Directive — Reproduce word for word the part of the entries below that opens with the line containing "Provide the outline of every instance of the jersey" and runs through the end of the entries.

— begin Supplied records —

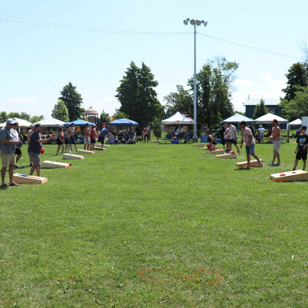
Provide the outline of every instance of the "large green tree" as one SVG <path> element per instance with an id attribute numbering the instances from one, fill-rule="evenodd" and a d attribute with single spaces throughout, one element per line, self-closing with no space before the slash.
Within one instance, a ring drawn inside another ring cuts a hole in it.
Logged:
<path id="1" fill-rule="evenodd" d="M 197 75 L 197 120 L 211 127 L 218 126 L 234 112 L 231 101 L 232 81 L 228 80 L 226 75 L 223 77 L 225 73 L 222 71 L 223 66 L 220 68 L 213 64 L 210 62 L 204 64 Z M 193 91 L 193 77 L 188 79 L 188 84 Z"/>
<path id="2" fill-rule="evenodd" d="M 265 102 L 263 98 L 260 100 L 260 103 L 257 104 L 253 111 L 253 117 L 257 119 L 267 114 L 270 112 L 269 108 L 265 106 Z"/>
<path id="3" fill-rule="evenodd" d="M 286 100 L 280 99 L 279 106 L 283 106 L 283 115 L 289 121 L 302 116 L 308 116 L 308 87 L 294 87 L 298 91 L 294 92 L 294 97 L 286 103 Z"/>
<path id="4" fill-rule="evenodd" d="M 51 116 L 66 123 L 68 117 L 68 111 L 64 102 L 59 99 L 55 105 L 51 112 Z"/>
<path id="5" fill-rule="evenodd" d="M 285 75 L 288 79 L 287 86 L 282 91 L 286 93 L 285 99 L 290 101 L 295 97 L 296 92 L 303 91 L 307 86 L 307 71 L 303 65 L 299 62 L 293 64 L 288 71 L 288 74 Z M 301 87 L 300 89 L 299 89 L 299 87 Z M 287 103 L 288 101 L 282 102 Z"/>
<path id="6" fill-rule="evenodd" d="M 183 86 L 177 85 L 177 92 L 171 92 L 164 96 L 166 102 L 165 107 L 167 118 L 177 111 L 182 114 L 191 115 L 193 114 L 193 97 L 188 90 L 185 90 Z"/>
<path id="7" fill-rule="evenodd" d="M 64 102 L 68 112 L 68 117 L 71 121 L 75 121 L 77 118 L 83 119 L 85 118 L 84 108 L 81 106 L 82 103 L 81 95 L 76 90 L 76 87 L 73 85 L 71 82 L 63 87 L 60 91 L 62 96 L 58 98 Z"/>
<path id="8" fill-rule="evenodd" d="M 154 116 L 163 118 L 163 107 L 153 88 L 158 83 L 150 68 L 143 62 L 139 68 L 132 61 L 125 72 L 115 95 L 121 103 L 120 111 L 141 126 L 150 123 Z"/>

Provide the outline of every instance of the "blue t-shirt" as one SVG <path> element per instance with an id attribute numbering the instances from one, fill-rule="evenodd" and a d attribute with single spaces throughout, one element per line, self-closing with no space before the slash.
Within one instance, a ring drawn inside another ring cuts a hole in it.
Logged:
<path id="1" fill-rule="evenodd" d="M 5 127 L 0 129 L 0 138 L 4 138 L 9 141 L 16 141 L 15 130 L 13 128 L 9 129 Z M 15 152 L 15 145 L 13 144 L 7 144 L 2 143 L 0 140 L 0 150 L 6 154 L 12 154 Z"/>
<path id="2" fill-rule="evenodd" d="M 28 146 L 28 153 L 36 153 L 40 154 L 41 153 L 41 149 L 42 148 L 42 144 L 38 142 L 37 140 L 39 139 L 41 139 L 41 133 L 38 134 L 34 131 L 31 135 L 30 137 L 30 142 Z"/>
<path id="3" fill-rule="evenodd" d="M 108 128 L 103 128 L 102 130 L 100 132 L 99 134 L 99 137 L 105 137 L 105 136 L 107 135 L 109 132 L 109 131 L 108 130 Z"/>

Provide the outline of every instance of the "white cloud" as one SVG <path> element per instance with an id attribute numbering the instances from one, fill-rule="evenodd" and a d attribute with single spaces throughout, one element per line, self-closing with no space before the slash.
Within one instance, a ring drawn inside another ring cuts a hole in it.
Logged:
<path id="1" fill-rule="evenodd" d="M 236 80 L 234 83 L 236 86 L 253 86 L 255 84 L 254 81 L 249 79 L 239 79 Z"/>
<path id="2" fill-rule="evenodd" d="M 266 73 L 262 73 L 260 74 L 260 77 L 265 81 L 269 87 L 272 88 L 275 91 L 280 92 L 282 89 L 286 87 L 286 82 L 283 80 L 278 80 L 277 79 L 273 80 L 271 76 Z"/>

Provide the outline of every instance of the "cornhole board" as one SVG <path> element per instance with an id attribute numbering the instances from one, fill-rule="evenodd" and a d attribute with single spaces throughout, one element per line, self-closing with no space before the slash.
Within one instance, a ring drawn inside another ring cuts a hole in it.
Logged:
<path id="1" fill-rule="evenodd" d="M 235 154 L 221 154 L 221 155 L 217 155 L 216 157 L 217 158 L 236 158 L 237 156 L 237 153 Z"/>
<path id="2" fill-rule="evenodd" d="M 95 146 L 97 147 L 97 148 L 101 148 L 102 144 L 101 143 L 98 143 L 97 144 L 95 144 Z M 108 144 L 103 144 L 103 148 L 110 147 L 110 145 L 108 145 Z"/>
<path id="3" fill-rule="evenodd" d="M 95 154 L 94 151 L 88 151 L 86 150 L 77 150 L 77 154 Z"/>
<path id="4" fill-rule="evenodd" d="M 62 159 L 84 159 L 84 157 L 80 155 L 75 155 L 75 154 L 69 154 L 65 153 L 62 155 Z"/>
<path id="5" fill-rule="evenodd" d="M 204 150 L 208 150 L 207 148 L 204 148 Z M 213 151 L 209 151 L 207 154 L 223 154 L 225 153 L 225 150 L 223 149 L 221 150 L 214 150 Z"/>
<path id="6" fill-rule="evenodd" d="M 261 159 L 260 160 L 260 161 L 262 163 L 262 164 L 260 167 L 263 167 L 263 160 Z M 245 167 L 248 163 L 247 161 L 241 161 L 240 163 L 236 163 L 235 165 L 237 167 Z M 256 159 L 254 159 L 253 160 L 250 160 L 250 166 L 251 167 L 256 167 L 258 165 L 259 163 Z"/>
<path id="7" fill-rule="evenodd" d="M 44 184 L 48 180 L 47 177 L 35 176 L 22 173 L 14 173 L 13 180 L 18 184 Z"/>
<path id="8" fill-rule="evenodd" d="M 70 164 L 66 163 L 59 163 L 51 160 L 44 160 L 42 162 L 42 168 L 68 168 L 69 167 Z"/>
<path id="9" fill-rule="evenodd" d="M 275 182 L 307 181 L 308 180 L 308 172 L 302 170 L 295 170 L 294 171 L 271 174 L 270 178 Z"/>

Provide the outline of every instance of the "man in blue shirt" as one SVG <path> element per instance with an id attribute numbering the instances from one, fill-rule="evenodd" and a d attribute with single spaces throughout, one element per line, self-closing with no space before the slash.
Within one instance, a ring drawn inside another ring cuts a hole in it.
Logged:
<path id="1" fill-rule="evenodd" d="M 0 129 L 0 157 L 2 168 L 1 169 L 1 186 L 7 187 L 5 183 L 5 174 L 9 167 L 9 178 L 10 186 L 18 186 L 13 181 L 14 166 L 16 164 L 15 159 L 15 145 L 19 144 L 19 141 L 16 140 L 15 130 L 13 125 L 15 122 L 13 119 L 8 119 L 4 127 Z"/>
<path id="2" fill-rule="evenodd" d="M 49 138 L 42 139 L 41 132 L 42 127 L 39 123 L 37 123 L 34 127 L 34 131 L 30 138 L 30 143 L 28 146 L 28 154 L 32 160 L 33 165 L 30 171 L 30 175 L 32 175 L 34 170 L 36 170 L 36 175 L 41 176 L 41 165 L 42 163 L 39 155 L 41 154 L 42 144 L 52 140 L 55 136 L 53 134 Z"/>
<path id="3" fill-rule="evenodd" d="M 103 128 L 101 131 L 101 132 L 99 134 L 98 139 L 97 140 L 98 142 L 100 142 L 102 145 L 102 147 L 103 144 L 104 144 L 104 140 L 105 140 L 105 136 L 108 134 L 110 136 L 113 136 L 113 135 L 111 134 L 108 130 L 108 128 L 109 127 L 109 125 L 106 125 L 104 128 Z"/>

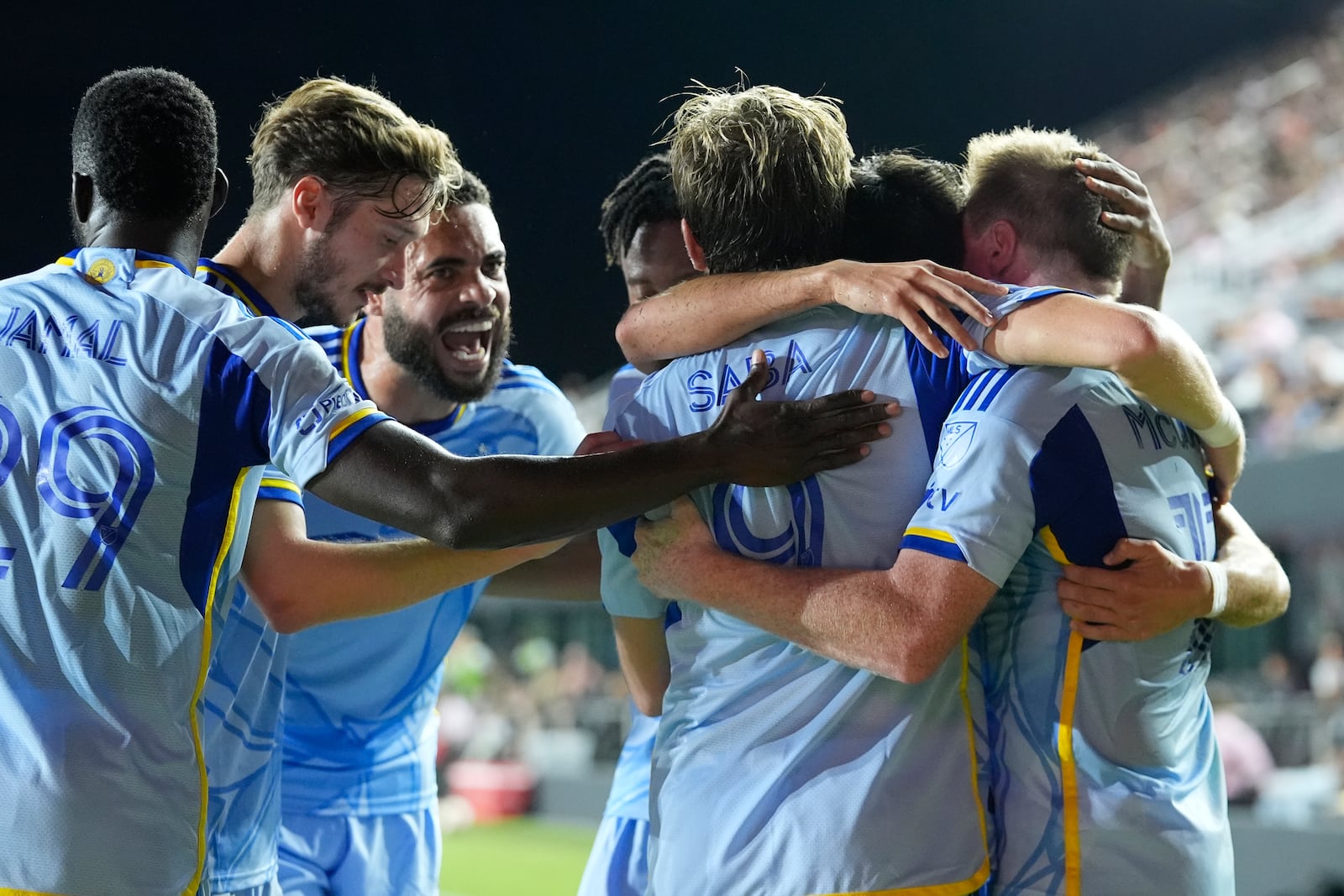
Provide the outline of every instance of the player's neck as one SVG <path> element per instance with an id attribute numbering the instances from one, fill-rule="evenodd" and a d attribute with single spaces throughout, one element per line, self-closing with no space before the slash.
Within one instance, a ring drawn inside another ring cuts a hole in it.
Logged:
<path id="1" fill-rule="evenodd" d="M 1105 277 L 1091 277 L 1073 261 L 1052 261 L 1035 265 L 1016 281 L 1017 286 L 1059 286 L 1097 298 L 1116 298 L 1120 283 Z"/>
<path id="2" fill-rule="evenodd" d="M 276 313 L 289 322 L 302 317 L 294 301 L 293 253 L 286 246 L 280 227 L 266 216 L 249 218 L 214 261 L 228 265 L 270 304 Z"/>
<path id="3" fill-rule="evenodd" d="M 144 222 L 94 215 L 85 226 L 83 243 L 89 249 L 136 249 L 167 255 L 180 262 L 188 271 L 194 271 L 200 257 L 202 236 L 203 228 L 165 230 Z"/>
<path id="4" fill-rule="evenodd" d="M 402 423 L 434 423 L 457 411 L 457 402 L 426 390 L 387 355 L 383 348 L 383 318 L 376 314 L 368 316 L 360 333 L 359 376 L 368 392 L 364 398 Z"/>

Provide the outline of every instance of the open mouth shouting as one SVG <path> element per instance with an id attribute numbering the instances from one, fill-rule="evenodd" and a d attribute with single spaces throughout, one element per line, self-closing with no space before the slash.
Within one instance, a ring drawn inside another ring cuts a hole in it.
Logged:
<path id="1" fill-rule="evenodd" d="M 448 355 L 448 367 L 457 373 L 480 375 L 491 363 L 495 325 L 499 317 L 458 320 L 439 332 L 439 343 Z"/>

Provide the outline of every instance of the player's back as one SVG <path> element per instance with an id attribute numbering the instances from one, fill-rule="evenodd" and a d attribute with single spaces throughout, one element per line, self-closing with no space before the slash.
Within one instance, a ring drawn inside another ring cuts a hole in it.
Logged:
<path id="1" fill-rule="evenodd" d="M 0 283 L 0 888 L 195 891 L 196 695 L 245 470 L 325 463 L 288 411 L 327 379 L 273 400 L 304 368 L 286 339 L 132 250 Z"/>
<path id="2" fill-rule="evenodd" d="M 1120 537 L 1212 557 L 1198 438 L 1109 373 L 1056 368 L 977 377 L 945 433 L 931 484 L 970 505 L 973 480 L 1009 480 L 974 504 L 995 520 L 993 544 L 978 549 L 1009 564 L 1020 555 L 972 633 L 993 758 L 995 892 L 1231 893 L 1204 695 L 1211 623 L 1091 643 L 1056 596 L 1062 563 L 1098 566 Z M 996 438 L 1013 447 L 981 454 Z M 937 529 L 938 516 L 921 510 L 913 527 Z"/>
<path id="3" fill-rule="evenodd" d="M 794 566 L 886 568 L 925 493 L 931 439 L 964 383 L 890 322 L 825 308 L 650 376 L 618 430 L 706 429 L 771 356 L 767 399 L 864 387 L 903 407 L 862 463 L 789 488 L 694 498 L 720 547 Z M 903 685 L 726 613 L 681 606 L 653 766 L 655 893 L 876 892 L 988 873 L 962 656 Z M 706 823 L 712 818 L 714 823 Z M 937 837 L 929 837 L 935 829 Z"/>
<path id="4" fill-rule="evenodd" d="M 360 324 L 335 347 L 356 391 Z M 585 433 L 563 394 L 539 371 L 505 363 L 478 402 L 413 429 L 462 455 L 570 454 Z M 314 539 L 371 541 L 409 535 L 304 496 Z M 387 814 L 433 805 L 444 657 L 488 579 L 394 613 L 314 626 L 288 637 L 284 811 Z"/>

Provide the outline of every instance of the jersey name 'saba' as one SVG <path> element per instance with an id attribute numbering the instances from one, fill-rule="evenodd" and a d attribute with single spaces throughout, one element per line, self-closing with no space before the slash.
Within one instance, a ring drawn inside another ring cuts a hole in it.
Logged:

— end Supplied records —

Response for this exercise —
Provide the outline of every instance of the jersey name 'saba' as one SVG <path> element per instance with an id attribute numbering the instances from one, fill-rule="evenodd" and a d attribute with single spaces throughout, one element per line, self-closing with no space before the slash.
Within one instance, a ring drawn inside another ring cuts a hole in it.
Logged:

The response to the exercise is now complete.